======== PROVIDED TEXT ========

Accessing effective birth control may be one of the most important turning points in women’s lives. But birth control campaigners believe that still millions of women in the U.S. live in ‘contraceptive deserts’, meaning, women who could get pregnant but cannot get basic services to plan or avoid pregnancy.
Information is key to changing this, and we’re going to share with you the different kinds of birth control and how to get birth control that suits your body and lifestyle.
How To Get Birth Control
How you get your birth control will depend on the type you would like to use, but many require an appointment and prescription. All birth control options should be available at a doctor’s office or Planned Parenthood clinic. A lot of methods are now also available online (especially for repeat prescriptions) and some you can buy in pharmacies.
Your options for access may also be affected by your insurance plans.
Local Pharmacy for OTC Methods
All barrier and topical methods, i.e. condoms, caps, and spermicide are available over the counter. They can be sourced from your local pharmacy or grocery store without prescriptions or appointments. Some brands of emergency contraception can be picked up at the drug store too.
Below is a complete list of over the counter contraceptives and some information:
- Condom: A thin tube of latex stretched over the penis during intercourse to protect against STDs and conception.
- Cap or diaphragm: A circular dome of latex that is inserted into the vagina before intercourse, preventing sperm from reaching the cervix.
- Female condom: Condoms for women are latex tubes that are inserted into the vagina before intercourse.
- Spermicide: A gel that is used during intercourse to kill sperm, also found on condoms.
- Birth control sponge: A small sponge that is soaked in spermicide and inserted into the vagina before intercourse, preventing pregnancy.
- Emergency contraceptives: The ‘morning after pill’, if you have had unprotected intercourse in the last 72 hours, stops conception.
With a prescription from a doctor, you may also be able to get birth control pills or progesterone shots at a pharmacy, depending on what state you live in.
Your doctor can offer you advice about all types of available birth control and can make an assessment on which option might fit your age, weight, health, and hormones, with the fewest adverse effects.
When consulting with a doctor or nurse about the best birth control for you, expect to discuss these important points:
- Do you have particularly heavy or painful periods that you would like to manage with hormonal birth control?

========

> _TASK TO COMPLETE_:
Reproduce the entire text on how to get birth control, word for word. The records that come next are unrelated material, separate from the birth control text.

======== RECORD EXTRACTS ========

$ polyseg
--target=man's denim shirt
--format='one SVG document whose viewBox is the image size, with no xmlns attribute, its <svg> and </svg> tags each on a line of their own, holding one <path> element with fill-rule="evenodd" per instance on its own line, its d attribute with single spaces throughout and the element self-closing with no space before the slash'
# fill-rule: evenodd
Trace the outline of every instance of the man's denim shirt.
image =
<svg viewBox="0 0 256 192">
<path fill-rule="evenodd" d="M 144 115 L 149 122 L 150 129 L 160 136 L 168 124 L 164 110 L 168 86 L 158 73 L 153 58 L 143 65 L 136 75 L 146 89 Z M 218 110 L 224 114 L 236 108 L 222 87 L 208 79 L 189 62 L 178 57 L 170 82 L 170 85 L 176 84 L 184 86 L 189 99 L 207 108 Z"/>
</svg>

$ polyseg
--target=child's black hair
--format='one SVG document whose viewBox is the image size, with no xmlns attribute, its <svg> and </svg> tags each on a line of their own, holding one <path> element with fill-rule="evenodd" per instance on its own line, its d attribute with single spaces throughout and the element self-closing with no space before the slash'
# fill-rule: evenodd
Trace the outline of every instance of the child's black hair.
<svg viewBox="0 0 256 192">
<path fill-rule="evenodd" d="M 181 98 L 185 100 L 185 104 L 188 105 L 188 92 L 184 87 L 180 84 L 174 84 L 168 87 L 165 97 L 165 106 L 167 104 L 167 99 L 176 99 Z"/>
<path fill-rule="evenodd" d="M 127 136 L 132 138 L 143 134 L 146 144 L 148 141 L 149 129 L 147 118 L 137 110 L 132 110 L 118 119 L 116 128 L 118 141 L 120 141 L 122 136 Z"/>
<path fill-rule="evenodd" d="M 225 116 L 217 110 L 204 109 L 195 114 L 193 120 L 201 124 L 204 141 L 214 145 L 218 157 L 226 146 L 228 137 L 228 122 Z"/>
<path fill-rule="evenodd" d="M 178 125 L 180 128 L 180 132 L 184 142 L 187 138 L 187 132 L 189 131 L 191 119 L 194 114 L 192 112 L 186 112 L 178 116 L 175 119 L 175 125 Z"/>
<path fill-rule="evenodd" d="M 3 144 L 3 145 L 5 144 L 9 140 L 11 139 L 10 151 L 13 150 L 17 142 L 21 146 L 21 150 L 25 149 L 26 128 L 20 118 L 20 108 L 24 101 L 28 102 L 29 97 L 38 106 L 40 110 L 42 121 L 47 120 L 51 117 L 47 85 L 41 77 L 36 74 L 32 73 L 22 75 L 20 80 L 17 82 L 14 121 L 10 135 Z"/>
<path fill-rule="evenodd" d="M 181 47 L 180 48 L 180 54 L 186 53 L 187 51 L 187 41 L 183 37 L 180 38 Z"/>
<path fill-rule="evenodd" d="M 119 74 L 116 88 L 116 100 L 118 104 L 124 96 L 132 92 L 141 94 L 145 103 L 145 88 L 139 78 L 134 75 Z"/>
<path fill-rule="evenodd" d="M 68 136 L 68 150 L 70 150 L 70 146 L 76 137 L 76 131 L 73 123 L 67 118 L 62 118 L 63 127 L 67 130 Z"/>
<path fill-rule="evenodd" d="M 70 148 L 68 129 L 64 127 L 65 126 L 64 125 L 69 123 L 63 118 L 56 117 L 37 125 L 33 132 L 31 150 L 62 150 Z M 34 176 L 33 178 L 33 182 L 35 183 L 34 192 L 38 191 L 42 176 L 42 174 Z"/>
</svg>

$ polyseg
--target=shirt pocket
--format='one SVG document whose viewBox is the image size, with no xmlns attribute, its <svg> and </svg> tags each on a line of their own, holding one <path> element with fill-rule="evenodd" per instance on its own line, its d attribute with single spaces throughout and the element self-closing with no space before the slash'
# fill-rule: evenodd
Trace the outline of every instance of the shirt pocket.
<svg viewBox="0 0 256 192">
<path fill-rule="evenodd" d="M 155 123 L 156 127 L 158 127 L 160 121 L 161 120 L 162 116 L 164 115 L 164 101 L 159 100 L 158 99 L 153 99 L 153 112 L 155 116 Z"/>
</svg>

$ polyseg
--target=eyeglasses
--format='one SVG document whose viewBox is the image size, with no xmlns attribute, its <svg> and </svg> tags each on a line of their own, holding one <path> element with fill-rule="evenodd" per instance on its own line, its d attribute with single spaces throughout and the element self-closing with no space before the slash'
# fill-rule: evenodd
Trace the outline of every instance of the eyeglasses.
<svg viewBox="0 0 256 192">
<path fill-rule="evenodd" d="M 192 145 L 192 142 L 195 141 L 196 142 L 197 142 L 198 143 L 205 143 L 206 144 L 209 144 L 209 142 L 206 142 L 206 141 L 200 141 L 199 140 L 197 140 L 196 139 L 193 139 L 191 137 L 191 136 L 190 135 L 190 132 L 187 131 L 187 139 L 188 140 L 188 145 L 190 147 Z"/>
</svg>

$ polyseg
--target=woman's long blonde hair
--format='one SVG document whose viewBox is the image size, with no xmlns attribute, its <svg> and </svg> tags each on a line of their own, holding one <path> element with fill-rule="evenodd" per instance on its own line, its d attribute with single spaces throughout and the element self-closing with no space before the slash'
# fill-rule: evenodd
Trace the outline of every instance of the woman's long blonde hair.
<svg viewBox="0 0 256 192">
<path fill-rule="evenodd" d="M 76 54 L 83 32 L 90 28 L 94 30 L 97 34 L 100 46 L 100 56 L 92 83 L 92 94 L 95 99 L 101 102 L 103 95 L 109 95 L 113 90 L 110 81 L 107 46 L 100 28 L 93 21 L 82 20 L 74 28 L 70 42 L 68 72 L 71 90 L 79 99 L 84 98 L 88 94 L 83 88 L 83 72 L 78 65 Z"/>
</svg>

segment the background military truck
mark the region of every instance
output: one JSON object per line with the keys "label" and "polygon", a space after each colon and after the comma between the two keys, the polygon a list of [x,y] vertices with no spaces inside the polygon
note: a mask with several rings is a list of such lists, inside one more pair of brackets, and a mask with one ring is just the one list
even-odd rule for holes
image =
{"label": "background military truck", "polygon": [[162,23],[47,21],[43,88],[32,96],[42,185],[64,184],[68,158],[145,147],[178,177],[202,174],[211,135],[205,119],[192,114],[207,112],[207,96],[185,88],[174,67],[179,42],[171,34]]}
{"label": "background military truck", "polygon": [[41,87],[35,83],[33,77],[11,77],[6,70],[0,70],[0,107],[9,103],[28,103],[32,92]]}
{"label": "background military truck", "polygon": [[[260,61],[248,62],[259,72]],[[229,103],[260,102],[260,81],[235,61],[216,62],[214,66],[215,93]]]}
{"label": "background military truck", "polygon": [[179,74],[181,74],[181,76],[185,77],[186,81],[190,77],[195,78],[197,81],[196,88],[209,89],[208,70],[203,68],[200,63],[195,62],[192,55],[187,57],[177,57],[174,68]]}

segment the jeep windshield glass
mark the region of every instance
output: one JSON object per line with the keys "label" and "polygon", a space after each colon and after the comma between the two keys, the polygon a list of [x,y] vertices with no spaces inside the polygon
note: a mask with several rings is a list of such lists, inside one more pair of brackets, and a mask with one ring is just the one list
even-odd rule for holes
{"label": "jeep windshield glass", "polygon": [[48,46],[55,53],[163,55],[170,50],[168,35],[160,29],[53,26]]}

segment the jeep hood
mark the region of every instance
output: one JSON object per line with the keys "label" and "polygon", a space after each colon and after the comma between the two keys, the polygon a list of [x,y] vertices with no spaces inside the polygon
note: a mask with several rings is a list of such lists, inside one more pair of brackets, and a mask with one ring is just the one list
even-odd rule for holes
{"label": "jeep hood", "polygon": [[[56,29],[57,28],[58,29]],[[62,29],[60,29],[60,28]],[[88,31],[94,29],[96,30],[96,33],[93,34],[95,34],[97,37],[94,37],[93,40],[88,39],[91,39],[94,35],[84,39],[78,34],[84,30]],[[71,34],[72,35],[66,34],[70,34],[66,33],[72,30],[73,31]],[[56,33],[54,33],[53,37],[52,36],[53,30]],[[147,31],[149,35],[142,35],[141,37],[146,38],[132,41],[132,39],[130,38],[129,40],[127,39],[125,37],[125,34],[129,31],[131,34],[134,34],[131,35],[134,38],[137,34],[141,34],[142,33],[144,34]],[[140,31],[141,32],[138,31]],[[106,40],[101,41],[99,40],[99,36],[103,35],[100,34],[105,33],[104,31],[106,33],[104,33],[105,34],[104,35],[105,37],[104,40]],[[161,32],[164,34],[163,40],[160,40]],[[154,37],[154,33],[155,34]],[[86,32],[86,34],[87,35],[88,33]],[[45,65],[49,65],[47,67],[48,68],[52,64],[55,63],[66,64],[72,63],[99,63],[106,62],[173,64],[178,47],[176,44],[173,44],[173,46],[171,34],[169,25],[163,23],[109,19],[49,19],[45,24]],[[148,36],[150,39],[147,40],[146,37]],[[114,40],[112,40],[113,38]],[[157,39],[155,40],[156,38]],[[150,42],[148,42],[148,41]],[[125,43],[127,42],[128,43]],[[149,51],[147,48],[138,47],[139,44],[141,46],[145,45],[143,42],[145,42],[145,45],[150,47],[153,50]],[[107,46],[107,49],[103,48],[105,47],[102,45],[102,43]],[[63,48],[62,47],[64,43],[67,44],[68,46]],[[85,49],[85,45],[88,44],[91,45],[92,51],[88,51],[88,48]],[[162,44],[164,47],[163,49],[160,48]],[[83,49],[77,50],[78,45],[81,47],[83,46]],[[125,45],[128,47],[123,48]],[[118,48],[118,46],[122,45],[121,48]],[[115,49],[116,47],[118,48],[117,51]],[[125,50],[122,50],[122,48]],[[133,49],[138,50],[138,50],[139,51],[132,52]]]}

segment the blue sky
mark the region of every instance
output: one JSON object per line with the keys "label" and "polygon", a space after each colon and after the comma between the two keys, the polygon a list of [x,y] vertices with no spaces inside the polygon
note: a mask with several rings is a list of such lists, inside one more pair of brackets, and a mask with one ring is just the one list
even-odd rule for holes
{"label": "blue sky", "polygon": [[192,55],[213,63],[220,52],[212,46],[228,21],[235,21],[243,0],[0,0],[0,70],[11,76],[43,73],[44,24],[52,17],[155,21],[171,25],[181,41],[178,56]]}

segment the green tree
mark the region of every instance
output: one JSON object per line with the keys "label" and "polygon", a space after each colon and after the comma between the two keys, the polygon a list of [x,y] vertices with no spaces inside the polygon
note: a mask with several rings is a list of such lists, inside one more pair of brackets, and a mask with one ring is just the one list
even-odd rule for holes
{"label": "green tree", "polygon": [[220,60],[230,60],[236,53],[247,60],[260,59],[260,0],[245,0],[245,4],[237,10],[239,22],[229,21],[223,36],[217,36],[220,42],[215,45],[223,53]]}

========

> _ANSWER FOR THE TASK_:
Accessing effective birth control may be one of the most important turning points in women’s lives. But birth control campaigners believe that still millions of women in the U.S. live in ‘contraceptive deserts’, meaning, women who could get pregnant but cannot get basic services to plan or avoid pregnancy.
Information is key to changing this, and we’re going to share with you the different kinds of birth control and how to get birth control that suits your body and lifestyle.
How To Get Birth Control
How you get your birth control will depend on the type you would like to use, but many require an appointment and prescription. All birth control options should be available at a doctor’s office or Planned Parenthood clinic. A lot of methods are now also available online (especially for repeat prescriptions) and some you can buy in pharmacies.
Your options for access may also be affected by your insurance plans.
Local Pharmacy for OTC Methods
All barrier and topical methods, i.e. condoms, caps, and spermicide are available over the counter. They can be sourced from your local pharmacy or grocery store without prescriptions or appointments. Some brands of emergency contraception can be picked up at the drug store too.
Below is a complete list of over the counter contraceptives and some information:
- Condom: A thin tube of latex stretched over the penis during intercourse to protect against STDs and conception.
- Cap or diaphragm: A circular dome of latex that is inserted into the vagina before intercourse, preventing sperm from reaching the cervix.
- Female condom: Condoms for women are latex tubes that are inserted into the vagina before intercourse.
- Spermicide: A gel that is used during intercourse to kill sperm, also found on condoms.
- Birth control sponge: A small sponge that is soaked in spermicide and inserted into the vagina before intercourse, preventing pregnancy.
- Emergency contraceptives: The ‘morning after pill’, if you have had unprotected intercourse in the last 72 hours, stops conception.
With a prescription from a doctor, you may also be able to get birth control pills or progesterone shots at a pharmacy, depending on what state you live in.
Your doctor can offer you advice about all types of available birth control and can make an assessment on which option might fit your age, weight, health, and hormones, with the fewest adverse effects.
When consulting with a doctor or nurse about the best birth control for you, expect to discuss these important points:
- Do you have particularly heavy or painful periods that you would like to manage with hormonal birth control?